-- start Data shown --
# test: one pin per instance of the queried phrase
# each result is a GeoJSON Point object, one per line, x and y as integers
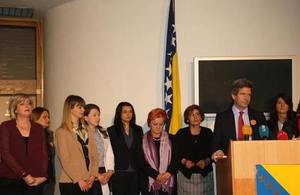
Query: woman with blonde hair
{"type": "Point", "coordinates": [76, 150]}
{"type": "Point", "coordinates": [23, 167]}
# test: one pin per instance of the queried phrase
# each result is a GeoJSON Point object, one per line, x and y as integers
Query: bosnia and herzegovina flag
{"type": "Point", "coordinates": [278, 179]}
{"type": "Point", "coordinates": [171, 80]}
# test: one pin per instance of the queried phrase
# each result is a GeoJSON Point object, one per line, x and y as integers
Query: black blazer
{"type": "Point", "coordinates": [125, 156]}
{"type": "Point", "coordinates": [224, 129]}
{"type": "Point", "coordinates": [185, 146]}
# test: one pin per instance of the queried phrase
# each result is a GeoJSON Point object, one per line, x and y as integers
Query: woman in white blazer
{"type": "Point", "coordinates": [106, 156]}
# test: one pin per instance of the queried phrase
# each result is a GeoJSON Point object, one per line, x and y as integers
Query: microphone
{"type": "Point", "coordinates": [263, 132]}
{"type": "Point", "coordinates": [247, 131]}
{"type": "Point", "coordinates": [282, 135]}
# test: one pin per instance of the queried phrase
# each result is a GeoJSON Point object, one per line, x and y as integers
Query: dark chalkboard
{"type": "Point", "coordinates": [215, 77]}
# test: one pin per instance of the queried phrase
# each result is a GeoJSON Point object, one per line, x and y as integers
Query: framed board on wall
{"type": "Point", "coordinates": [21, 61]}
{"type": "Point", "coordinates": [214, 76]}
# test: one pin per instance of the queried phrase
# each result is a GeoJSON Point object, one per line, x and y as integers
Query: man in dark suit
{"type": "Point", "coordinates": [229, 123]}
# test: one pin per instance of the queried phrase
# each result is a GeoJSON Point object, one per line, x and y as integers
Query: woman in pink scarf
{"type": "Point", "coordinates": [160, 164]}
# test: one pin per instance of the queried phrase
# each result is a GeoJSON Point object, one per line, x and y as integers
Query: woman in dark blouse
{"type": "Point", "coordinates": [126, 138]}
{"type": "Point", "coordinates": [193, 146]}
{"type": "Point", "coordinates": [158, 159]}
{"type": "Point", "coordinates": [282, 122]}
{"type": "Point", "coordinates": [41, 116]}
{"type": "Point", "coordinates": [24, 160]}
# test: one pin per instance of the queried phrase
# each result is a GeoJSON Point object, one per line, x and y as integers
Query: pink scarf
{"type": "Point", "coordinates": [165, 153]}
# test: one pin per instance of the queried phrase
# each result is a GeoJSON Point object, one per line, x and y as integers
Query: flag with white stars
{"type": "Point", "coordinates": [171, 80]}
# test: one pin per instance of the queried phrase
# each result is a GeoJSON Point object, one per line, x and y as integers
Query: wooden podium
{"type": "Point", "coordinates": [236, 174]}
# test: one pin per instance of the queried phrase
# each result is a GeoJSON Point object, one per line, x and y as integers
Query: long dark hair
{"type": "Point", "coordinates": [288, 101]}
{"type": "Point", "coordinates": [87, 110]}
{"type": "Point", "coordinates": [118, 121]}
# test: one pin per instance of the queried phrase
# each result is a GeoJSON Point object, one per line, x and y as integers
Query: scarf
{"type": "Point", "coordinates": [165, 153]}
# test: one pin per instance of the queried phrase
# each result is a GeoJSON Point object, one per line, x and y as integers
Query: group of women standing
{"type": "Point", "coordinates": [120, 160]}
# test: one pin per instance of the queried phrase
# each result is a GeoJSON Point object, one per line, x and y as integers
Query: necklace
{"type": "Point", "coordinates": [156, 138]}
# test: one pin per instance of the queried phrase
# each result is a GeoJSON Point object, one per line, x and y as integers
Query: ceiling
{"type": "Point", "coordinates": [39, 6]}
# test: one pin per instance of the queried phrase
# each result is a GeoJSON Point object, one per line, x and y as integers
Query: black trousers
{"type": "Point", "coordinates": [19, 187]}
{"type": "Point", "coordinates": [74, 189]}
{"type": "Point", "coordinates": [125, 183]}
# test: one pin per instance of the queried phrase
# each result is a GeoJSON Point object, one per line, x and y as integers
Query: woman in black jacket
{"type": "Point", "coordinates": [126, 139]}
{"type": "Point", "coordinates": [282, 122]}
{"type": "Point", "coordinates": [193, 146]}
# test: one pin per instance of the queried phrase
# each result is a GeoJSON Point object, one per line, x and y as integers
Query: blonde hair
{"type": "Point", "coordinates": [70, 102]}
{"type": "Point", "coordinates": [15, 100]}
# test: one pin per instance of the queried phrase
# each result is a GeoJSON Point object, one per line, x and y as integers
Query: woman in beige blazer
{"type": "Point", "coordinates": [76, 150]}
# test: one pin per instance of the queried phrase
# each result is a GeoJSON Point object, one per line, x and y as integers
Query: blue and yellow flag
{"type": "Point", "coordinates": [171, 81]}
{"type": "Point", "coordinates": [277, 179]}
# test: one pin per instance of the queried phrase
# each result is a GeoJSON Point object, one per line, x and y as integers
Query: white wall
{"type": "Point", "coordinates": [112, 51]}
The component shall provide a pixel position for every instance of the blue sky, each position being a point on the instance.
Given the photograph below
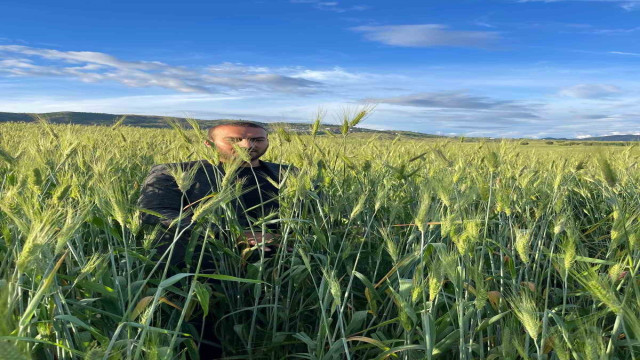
-- end Data shown --
How many lines of the records above contain the string "wall", with case counting? Give only the number.

Exercise result => 2